- Extract provided
19. The core list has finally been constructed by working down from the highest priority summing the project values cumulatively until the available funding plus acceptable over programming is exhausted. The over-programmed value fluctuates between 25% and 33% to ensure that all key projects started in 2011/12 can proceed to conclusion.
20. Table 1 shows proposed budget sums for 2011/12 for projects in excess of £1m that are additions to the Borrowing and Capital Spending Plan 2011/12 to 2017/18.
Table 1: New Projects to Capital Programme for 2011/12 in excess of £1m
Projects - with funding from grant or RCCO or reserves | £m |
CT - SINAPP (Phase 1 and BRS Replacement) | 4.6 |
CT - Interoperability | 2.0 |
TP - CRIB | 1.2 |
Automatic Number Plate Recognition Systems | tbc |
Sub total | 7.8 |
Projects to be funded from general funds | |
Hendon Rationalisation | 14.3 |
Richmond - Sovereign Gate | 4.5 |
Deer Park Road - CRE Warehousing | 4.0 |
Lambeth FSS Upgrade | 2.8 |
TP Development Programme | tbc |
Sub total | 25.6 |
21. Table 2 shows proposed expenditure during 2011/12 for the major schemes of investment included within the Borrowing and Capital Spending Plan 2011/12 to 2017/18.

- Listed records

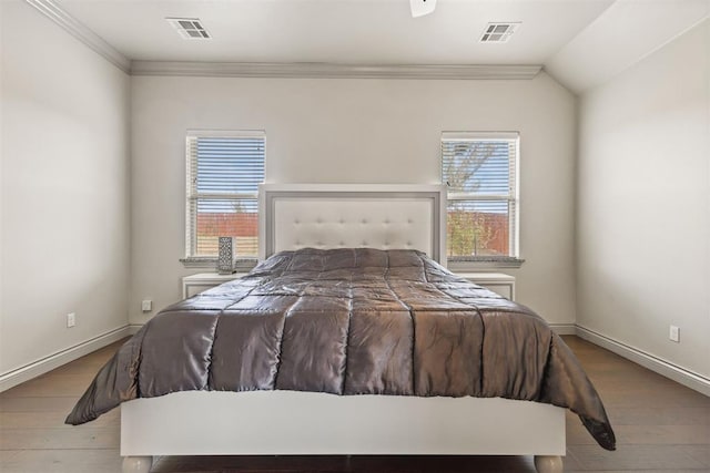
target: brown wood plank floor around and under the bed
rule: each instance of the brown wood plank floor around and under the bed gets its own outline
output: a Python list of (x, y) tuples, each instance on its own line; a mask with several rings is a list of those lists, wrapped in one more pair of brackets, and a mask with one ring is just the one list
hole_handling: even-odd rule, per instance
[[(605, 402), (618, 450), (597, 446), (567, 415), (565, 471), (710, 472), (710, 398), (576, 337), (565, 337)], [(80, 426), (64, 417), (109, 346), (0, 393), (0, 471), (120, 472), (115, 409)], [(153, 472), (534, 472), (531, 457), (499, 456), (190, 456), (161, 457)]]

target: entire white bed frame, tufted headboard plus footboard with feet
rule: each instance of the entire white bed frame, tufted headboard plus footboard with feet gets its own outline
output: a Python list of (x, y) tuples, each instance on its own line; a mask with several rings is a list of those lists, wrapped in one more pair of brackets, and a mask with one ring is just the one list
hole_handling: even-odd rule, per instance
[[(263, 185), (260, 257), (301, 247), (415, 248), (446, 260), (438, 185)], [(535, 455), (561, 472), (565, 410), (506, 399), (178, 392), (121, 407), (123, 472), (154, 455)]]

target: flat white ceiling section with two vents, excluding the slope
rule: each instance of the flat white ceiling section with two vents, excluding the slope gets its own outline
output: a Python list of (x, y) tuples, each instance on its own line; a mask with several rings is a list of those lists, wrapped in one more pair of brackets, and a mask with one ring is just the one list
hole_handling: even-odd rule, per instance
[[(413, 19), (408, 0), (61, 0), (131, 59), (357, 64), (541, 64), (612, 0), (439, 0)], [(165, 17), (200, 18), (210, 41), (185, 41)], [(505, 44), (479, 43), (488, 21), (521, 21)]]

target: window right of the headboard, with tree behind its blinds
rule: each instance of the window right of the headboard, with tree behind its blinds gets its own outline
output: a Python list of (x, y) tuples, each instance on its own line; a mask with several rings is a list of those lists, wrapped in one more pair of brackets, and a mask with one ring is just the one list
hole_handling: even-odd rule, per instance
[(518, 256), (517, 133), (443, 133), (449, 261)]

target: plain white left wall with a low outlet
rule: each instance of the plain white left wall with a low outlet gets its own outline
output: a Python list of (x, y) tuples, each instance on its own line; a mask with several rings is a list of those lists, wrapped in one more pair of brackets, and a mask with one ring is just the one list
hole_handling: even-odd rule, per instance
[(0, 9), (1, 376), (128, 322), (130, 78), (28, 3)]

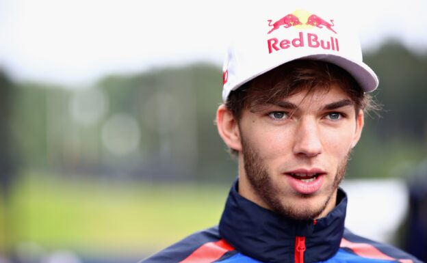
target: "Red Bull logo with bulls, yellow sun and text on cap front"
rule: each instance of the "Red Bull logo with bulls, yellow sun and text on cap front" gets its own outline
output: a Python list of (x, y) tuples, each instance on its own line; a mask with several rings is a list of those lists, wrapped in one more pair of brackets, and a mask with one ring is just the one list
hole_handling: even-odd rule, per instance
[[(305, 21), (305, 23), (302, 23), (301, 21)], [(289, 27), (294, 27), (294, 29), (312, 29), (313, 27), (316, 27), (320, 29), (328, 29), (329, 31), (337, 34), (337, 32), (333, 29), (335, 26), (333, 20), (329, 21), (330, 22), (327, 22), (326, 20), (320, 18), (320, 16), (310, 14), (305, 10), (296, 10), (292, 14), (287, 14), (273, 24), (272, 20), (268, 20), (268, 25), (273, 27), (270, 29), (270, 31), (268, 31), (268, 34), (281, 27), (286, 29)], [(296, 36), (296, 38), (294, 37), (280, 40), (278, 38), (270, 38), (267, 40), (267, 44), (268, 53), (273, 53), (274, 51), (280, 51), (283, 49), (300, 48), (304, 46), (309, 46), (313, 49), (339, 51), (339, 43), (337, 38), (331, 36), (327, 39), (321, 39), (316, 33), (308, 31), (298, 32), (298, 36)]]

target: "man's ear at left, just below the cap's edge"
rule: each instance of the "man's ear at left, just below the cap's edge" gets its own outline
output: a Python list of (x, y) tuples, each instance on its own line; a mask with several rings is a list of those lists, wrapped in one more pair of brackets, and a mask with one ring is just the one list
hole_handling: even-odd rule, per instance
[(216, 111), (216, 126), (224, 143), (229, 148), (240, 152), (242, 150), (242, 142), (240, 140), (239, 124), (231, 111), (223, 104)]

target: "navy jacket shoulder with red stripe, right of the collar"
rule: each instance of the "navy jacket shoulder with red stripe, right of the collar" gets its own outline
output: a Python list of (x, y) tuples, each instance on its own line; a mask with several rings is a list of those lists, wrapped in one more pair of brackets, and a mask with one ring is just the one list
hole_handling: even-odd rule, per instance
[(401, 263), (423, 263), (413, 255), (402, 251), (391, 245), (378, 243), (368, 238), (363, 238), (353, 234), (350, 230), (344, 230), (344, 236), (341, 240), (341, 249), (354, 253), (361, 258), (374, 260), (389, 260)]

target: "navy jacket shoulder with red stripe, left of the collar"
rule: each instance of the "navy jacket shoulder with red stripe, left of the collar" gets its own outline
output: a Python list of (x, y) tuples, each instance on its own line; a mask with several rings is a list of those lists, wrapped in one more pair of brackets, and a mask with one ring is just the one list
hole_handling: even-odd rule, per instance
[(214, 262), (233, 250), (215, 226), (187, 236), (139, 263)]

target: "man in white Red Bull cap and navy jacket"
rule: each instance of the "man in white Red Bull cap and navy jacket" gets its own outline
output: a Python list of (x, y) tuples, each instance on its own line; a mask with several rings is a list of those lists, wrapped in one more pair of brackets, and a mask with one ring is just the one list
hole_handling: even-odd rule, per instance
[(220, 224), (142, 262), (420, 262), (344, 227), (339, 183), (378, 86), (354, 32), (324, 12), (276, 11), (224, 63), (216, 122), (239, 176)]

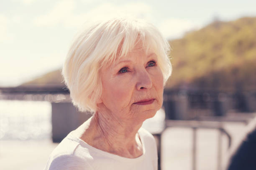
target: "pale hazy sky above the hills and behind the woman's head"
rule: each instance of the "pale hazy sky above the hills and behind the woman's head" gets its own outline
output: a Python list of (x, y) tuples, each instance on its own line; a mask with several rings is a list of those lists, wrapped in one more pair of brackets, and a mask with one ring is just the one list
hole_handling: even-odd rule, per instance
[(254, 17), (255, 7), (255, 0), (0, 0), (0, 87), (61, 68), (74, 35), (95, 18), (133, 15), (172, 40), (216, 18)]

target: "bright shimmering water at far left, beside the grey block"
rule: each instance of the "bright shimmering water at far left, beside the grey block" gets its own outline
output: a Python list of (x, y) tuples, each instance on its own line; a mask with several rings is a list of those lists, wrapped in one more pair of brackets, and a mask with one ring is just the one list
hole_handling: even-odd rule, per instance
[(51, 138), (51, 103), (0, 100), (0, 140)]

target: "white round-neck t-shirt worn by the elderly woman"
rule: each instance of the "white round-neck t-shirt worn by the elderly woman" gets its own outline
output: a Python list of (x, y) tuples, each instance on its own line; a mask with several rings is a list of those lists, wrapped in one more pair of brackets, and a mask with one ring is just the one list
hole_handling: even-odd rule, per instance
[(94, 148), (73, 131), (51, 153), (44, 170), (157, 170), (156, 141), (148, 131), (138, 130), (143, 155), (124, 158)]

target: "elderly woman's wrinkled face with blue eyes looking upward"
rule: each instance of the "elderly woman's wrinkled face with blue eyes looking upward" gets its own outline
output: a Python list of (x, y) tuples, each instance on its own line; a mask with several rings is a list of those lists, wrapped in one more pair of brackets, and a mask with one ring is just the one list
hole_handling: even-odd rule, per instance
[(161, 108), (164, 87), (157, 55), (146, 53), (141, 43), (112, 66), (103, 67), (100, 75), (100, 105), (119, 118), (144, 121)]

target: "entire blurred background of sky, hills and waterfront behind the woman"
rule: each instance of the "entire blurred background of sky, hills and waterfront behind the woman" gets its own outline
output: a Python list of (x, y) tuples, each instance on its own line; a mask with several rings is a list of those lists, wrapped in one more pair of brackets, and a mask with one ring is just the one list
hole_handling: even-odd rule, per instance
[[(169, 41), (163, 110), (144, 123), (162, 170), (224, 170), (256, 116), (256, 1), (0, 0), (0, 169), (43, 169), (90, 115), (61, 77), (72, 38), (93, 18), (131, 14)], [(160, 167), (159, 167), (160, 169)]]

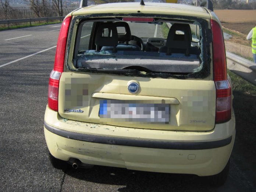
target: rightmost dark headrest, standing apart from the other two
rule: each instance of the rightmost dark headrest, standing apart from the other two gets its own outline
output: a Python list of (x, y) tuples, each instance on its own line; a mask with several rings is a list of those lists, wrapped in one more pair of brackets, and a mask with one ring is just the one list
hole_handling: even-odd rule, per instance
[[(178, 34), (177, 31), (182, 31), (184, 34)], [(189, 24), (173, 24), (167, 36), (167, 55), (171, 55), (171, 52), (175, 49), (185, 49), (185, 55), (189, 56), (191, 40), (192, 36)]]

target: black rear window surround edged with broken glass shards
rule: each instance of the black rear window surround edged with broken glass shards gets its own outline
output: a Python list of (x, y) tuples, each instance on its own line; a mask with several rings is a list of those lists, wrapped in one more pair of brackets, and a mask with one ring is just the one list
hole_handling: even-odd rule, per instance
[[(78, 26), (84, 21), (95, 21), (95, 20), (104, 20), (104, 19), (114, 19), (114, 18), (122, 18), (122, 17), (153, 17), (153, 18), (161, 18), (162, 20), (168, 21), (186, 21), (192, 22), (193, 24), (199, 25), (200, 28), (200, 48), (201, 53), (199, 55), (200, 66), (194, 70), (194, 72), (189, 74), (177, 74), (172, 72), (152, 72), (149, 74), (125, 74), (125, 76), (132, 77), (151, 77), (151, 78), (178, 78), (178, 79), (187, 79), (187, 78), (206, 78), (210, 75), (210, 43), (212, 41), (211, 29), (208, 28), (208, 22), (203, 18), (197, 17), (189, 17), (182, 15), (161, 15), (161, 14), (92, 14), (92, 15), (83, 15), (83, 16), (75, 16), (72, 19), (71, 27), (70, 27), (70, 35), (68, 38), (67, 44), (67, 54), (66, 54), (66, 67), (70, 71), (81, 71), (77, 68), (71, 68), (68, 64), (68, 57), (70, 56), (71, 49), (71, 37), (73, 36), (73, 28), (76, 24), (76, 20), (79, 20)], [(77, 27), (78, 27), (77, 26)], [(78, 30), (76, 30), (75, 39), (77, 39)], [(74, 42), (76, 46), (76, 42)], [(74, 47), (75, 50), (75, 47)], [(74, 55), (72, 54), (72, 58)], [(73, 65), (74, 66), (74, 65)], [(99, 71), (88, 71), (92, 73), (103, 73), (103, 74), (118, 74), (117, 72), (99, 72)], [(124, 75), (124, 74), (119, 74)]]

- To do
(A) In the capital programme text, between what percentages does the over-programmed value fluctuate?
(B) Retype the stretch of the capital programme text from "20. Table 1" through "to the Borrowing and Capital Spending Plan 2011/12 to 2017/18.".
(C) Extend the capital programme text beyond its last sentence.

- Expected results
(A) Between 25% and 33%.

(B)
20. Table 1 shows proposed budget sums for 2011/12 for projects in excess of £1m that are additions to the Borrowing and Capital Spending Plan 2011/12 to 2017/18.

(C)
Table 2: Expenditure in 2011/12 for key investment projects
Project | £m |
Custody Clusters | 29.6 |
Real Time Communications | 16.1 |
Hendon Rationalisation | 14.3 |
Corporate Real Estate | 9.0 |
Jubilee House | 4.0 |
Custody Clusters
The Custody Build Programme commenced in 2007, and has now completed the first new Custody Centre with a further 3 centres under construction and 2 projects in design development. In order that we can address the further requirements of the organisation to develop improved and more efficient custody centres within the current financial constraints proposals have been developed to re-model and extend the existing facilities at a number of existing MPS Custody sites and these have been coordinated with Custody Directorate to provide a pan-MPS custody estate that is fit for purpose and meets current requirements. The Custody Build Programme was transferred to the TP Development Programme in 2010 and is now part of the Custody Improvement strand to maximise use of MPS custody facilities and incorporate economies of scale and address the Corporate Real Estate agenda to reduce costs and increase efficiency. Detailed proposals will be presented to the MPA F&R Committee in March 2011 in this respect. This programme provides significant savings in support of the MTFP. Appendix 2 contains a schedule of locations planned.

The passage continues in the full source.